WHAT IS REQUIRED
Please report every line in the items below that contains the string "Target", copying each such line in full. Case counts.

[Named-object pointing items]
....

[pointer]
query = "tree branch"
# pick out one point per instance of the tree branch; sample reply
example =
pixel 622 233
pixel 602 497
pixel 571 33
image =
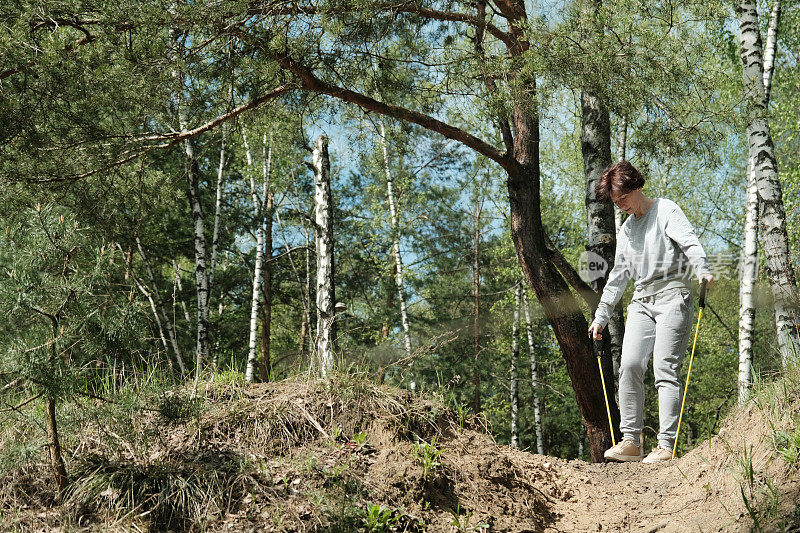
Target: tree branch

....

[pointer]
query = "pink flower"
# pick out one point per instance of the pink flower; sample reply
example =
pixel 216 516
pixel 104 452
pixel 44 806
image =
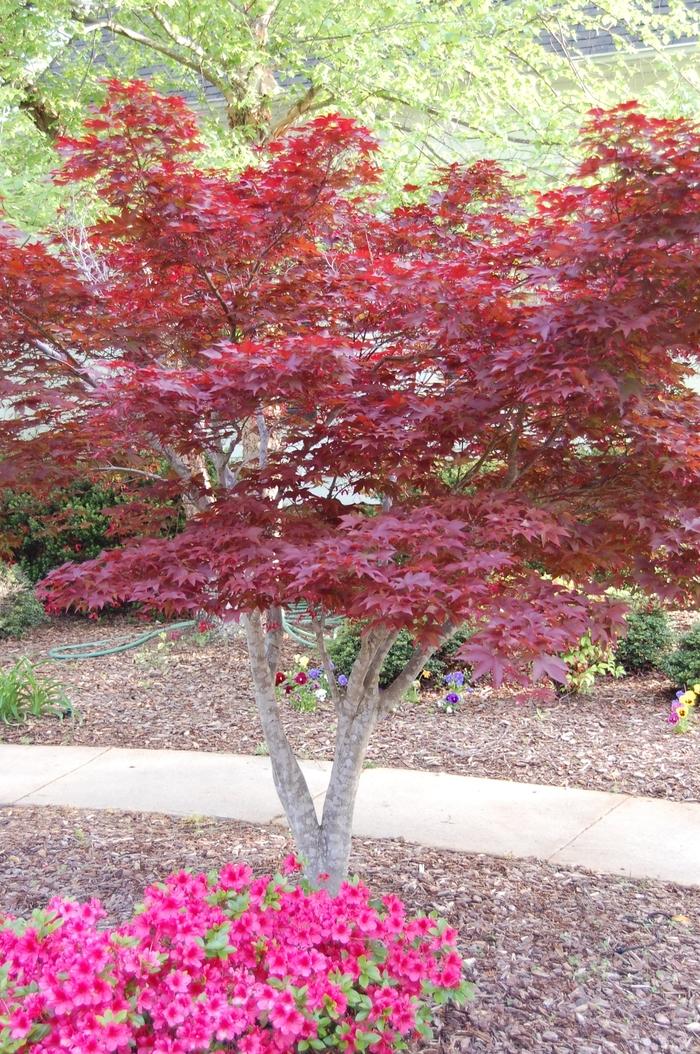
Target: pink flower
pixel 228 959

....

FINISHED ANSWER
Target: tree branch
Target: pink flower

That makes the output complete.